* [The data]:
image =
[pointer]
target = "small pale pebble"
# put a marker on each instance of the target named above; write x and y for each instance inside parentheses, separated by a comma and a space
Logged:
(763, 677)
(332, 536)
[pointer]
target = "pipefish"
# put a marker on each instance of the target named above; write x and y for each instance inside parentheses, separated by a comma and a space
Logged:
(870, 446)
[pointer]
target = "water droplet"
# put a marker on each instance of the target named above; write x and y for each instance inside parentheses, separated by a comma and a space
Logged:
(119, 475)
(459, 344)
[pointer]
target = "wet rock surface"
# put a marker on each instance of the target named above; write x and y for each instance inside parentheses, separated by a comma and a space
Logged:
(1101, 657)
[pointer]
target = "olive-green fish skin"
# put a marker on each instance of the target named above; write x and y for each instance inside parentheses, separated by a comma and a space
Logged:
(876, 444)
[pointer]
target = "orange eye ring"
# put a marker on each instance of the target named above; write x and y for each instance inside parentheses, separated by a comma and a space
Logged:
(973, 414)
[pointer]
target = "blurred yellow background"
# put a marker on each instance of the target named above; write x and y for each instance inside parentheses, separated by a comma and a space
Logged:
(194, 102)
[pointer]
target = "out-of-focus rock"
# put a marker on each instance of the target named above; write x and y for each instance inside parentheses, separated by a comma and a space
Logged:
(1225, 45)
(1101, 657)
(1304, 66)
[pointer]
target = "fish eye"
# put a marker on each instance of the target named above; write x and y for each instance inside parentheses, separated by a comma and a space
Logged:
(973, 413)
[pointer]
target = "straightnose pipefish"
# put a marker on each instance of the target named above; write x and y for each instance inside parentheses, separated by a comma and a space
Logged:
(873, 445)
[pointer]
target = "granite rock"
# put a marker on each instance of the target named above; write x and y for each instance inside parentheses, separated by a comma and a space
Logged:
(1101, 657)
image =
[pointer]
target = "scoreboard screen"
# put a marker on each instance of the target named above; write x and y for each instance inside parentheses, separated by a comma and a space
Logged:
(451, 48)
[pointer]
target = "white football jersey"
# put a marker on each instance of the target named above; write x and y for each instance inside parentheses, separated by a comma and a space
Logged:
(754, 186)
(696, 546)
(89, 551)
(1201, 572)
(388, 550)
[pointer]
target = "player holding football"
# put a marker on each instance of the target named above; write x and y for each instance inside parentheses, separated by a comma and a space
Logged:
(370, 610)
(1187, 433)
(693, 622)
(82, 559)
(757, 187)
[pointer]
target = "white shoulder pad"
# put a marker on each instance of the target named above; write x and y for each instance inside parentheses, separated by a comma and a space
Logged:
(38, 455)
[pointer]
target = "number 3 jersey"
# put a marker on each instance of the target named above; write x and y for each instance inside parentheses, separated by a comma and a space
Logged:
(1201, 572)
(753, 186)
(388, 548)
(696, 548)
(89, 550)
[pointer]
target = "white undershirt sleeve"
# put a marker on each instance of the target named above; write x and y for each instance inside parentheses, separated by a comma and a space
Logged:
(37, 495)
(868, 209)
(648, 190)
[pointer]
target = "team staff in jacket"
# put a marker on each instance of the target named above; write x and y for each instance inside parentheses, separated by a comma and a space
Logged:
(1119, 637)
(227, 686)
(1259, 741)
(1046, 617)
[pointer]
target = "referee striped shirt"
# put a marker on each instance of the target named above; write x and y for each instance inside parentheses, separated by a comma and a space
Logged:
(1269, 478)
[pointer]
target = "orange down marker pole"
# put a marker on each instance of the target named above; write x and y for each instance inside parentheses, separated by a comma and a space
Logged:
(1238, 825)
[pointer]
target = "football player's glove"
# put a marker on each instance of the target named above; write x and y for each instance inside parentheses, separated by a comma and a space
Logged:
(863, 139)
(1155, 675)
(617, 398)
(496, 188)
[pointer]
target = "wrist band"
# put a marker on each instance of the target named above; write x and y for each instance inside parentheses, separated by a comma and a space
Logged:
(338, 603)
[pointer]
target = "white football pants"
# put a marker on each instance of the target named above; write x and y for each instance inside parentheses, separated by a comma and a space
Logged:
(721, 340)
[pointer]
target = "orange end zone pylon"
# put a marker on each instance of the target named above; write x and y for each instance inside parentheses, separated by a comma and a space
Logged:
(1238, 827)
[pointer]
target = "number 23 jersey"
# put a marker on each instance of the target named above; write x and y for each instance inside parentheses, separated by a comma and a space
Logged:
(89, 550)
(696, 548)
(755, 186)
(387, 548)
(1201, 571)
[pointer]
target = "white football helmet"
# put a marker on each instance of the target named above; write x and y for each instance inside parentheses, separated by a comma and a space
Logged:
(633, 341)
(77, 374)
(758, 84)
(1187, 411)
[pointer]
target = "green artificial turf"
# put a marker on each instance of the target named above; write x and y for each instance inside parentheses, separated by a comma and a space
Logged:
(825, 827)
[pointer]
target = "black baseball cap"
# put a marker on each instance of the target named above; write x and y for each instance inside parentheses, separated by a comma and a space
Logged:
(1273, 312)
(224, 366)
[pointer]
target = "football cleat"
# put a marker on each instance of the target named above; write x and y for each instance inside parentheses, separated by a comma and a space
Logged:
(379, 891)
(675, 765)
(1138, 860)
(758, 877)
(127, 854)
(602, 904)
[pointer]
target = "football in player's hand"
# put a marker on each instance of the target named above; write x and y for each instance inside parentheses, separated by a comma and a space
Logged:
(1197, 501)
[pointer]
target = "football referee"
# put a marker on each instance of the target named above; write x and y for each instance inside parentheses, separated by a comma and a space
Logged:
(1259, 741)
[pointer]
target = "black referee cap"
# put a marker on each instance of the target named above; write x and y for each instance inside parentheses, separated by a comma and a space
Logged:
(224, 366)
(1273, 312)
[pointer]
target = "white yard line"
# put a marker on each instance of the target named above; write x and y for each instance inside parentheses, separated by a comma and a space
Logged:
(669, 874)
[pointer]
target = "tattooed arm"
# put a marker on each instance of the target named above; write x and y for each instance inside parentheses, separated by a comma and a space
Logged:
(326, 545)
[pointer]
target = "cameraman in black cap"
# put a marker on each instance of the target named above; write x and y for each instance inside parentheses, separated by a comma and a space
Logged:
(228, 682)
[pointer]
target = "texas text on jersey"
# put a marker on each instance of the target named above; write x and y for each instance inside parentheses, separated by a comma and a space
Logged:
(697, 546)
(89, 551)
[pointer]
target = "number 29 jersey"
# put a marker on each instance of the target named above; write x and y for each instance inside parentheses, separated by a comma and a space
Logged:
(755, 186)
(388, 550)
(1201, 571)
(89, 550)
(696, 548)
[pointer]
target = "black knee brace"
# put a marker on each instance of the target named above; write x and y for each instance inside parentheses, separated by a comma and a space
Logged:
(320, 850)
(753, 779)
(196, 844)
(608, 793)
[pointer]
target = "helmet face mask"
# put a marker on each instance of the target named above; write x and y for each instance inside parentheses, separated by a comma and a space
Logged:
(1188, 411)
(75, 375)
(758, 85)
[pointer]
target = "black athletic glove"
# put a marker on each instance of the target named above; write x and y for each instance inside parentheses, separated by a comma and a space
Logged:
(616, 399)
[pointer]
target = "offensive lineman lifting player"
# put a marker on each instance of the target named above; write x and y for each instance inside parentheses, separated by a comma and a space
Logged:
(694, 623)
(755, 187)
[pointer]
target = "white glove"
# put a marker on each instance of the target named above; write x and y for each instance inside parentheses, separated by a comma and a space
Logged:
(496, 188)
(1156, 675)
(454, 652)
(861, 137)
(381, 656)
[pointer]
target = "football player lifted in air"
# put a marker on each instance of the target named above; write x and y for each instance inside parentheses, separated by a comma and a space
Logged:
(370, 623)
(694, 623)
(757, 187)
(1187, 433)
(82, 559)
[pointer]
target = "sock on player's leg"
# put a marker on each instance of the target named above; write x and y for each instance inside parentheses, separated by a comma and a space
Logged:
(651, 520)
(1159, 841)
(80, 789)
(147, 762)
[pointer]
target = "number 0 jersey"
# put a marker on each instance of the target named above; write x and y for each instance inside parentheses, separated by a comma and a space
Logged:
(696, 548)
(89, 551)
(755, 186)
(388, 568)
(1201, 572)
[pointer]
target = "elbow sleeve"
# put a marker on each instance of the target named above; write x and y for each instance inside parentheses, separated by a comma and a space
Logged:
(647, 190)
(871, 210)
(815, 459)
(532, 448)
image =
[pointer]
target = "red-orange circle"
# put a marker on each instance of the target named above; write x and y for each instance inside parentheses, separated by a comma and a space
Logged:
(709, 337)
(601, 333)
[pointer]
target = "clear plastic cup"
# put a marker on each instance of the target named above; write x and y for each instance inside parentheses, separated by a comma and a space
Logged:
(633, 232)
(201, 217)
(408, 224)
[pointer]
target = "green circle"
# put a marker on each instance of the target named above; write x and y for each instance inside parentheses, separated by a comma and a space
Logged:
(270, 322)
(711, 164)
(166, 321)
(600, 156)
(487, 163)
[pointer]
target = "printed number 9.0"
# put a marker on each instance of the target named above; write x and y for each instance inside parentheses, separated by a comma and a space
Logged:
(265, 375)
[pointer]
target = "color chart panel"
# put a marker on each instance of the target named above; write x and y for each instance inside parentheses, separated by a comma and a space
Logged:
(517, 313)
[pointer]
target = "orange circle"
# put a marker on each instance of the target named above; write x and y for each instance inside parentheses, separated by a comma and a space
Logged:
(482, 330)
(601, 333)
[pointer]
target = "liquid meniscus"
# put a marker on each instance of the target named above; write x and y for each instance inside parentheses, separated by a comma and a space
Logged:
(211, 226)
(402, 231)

* [Assignment]: Your answer should be the lines of the records that include the word "green".

* [Your response]:
target = "olive-green fish skin"
target = "green artificial turf"
target = "green circle"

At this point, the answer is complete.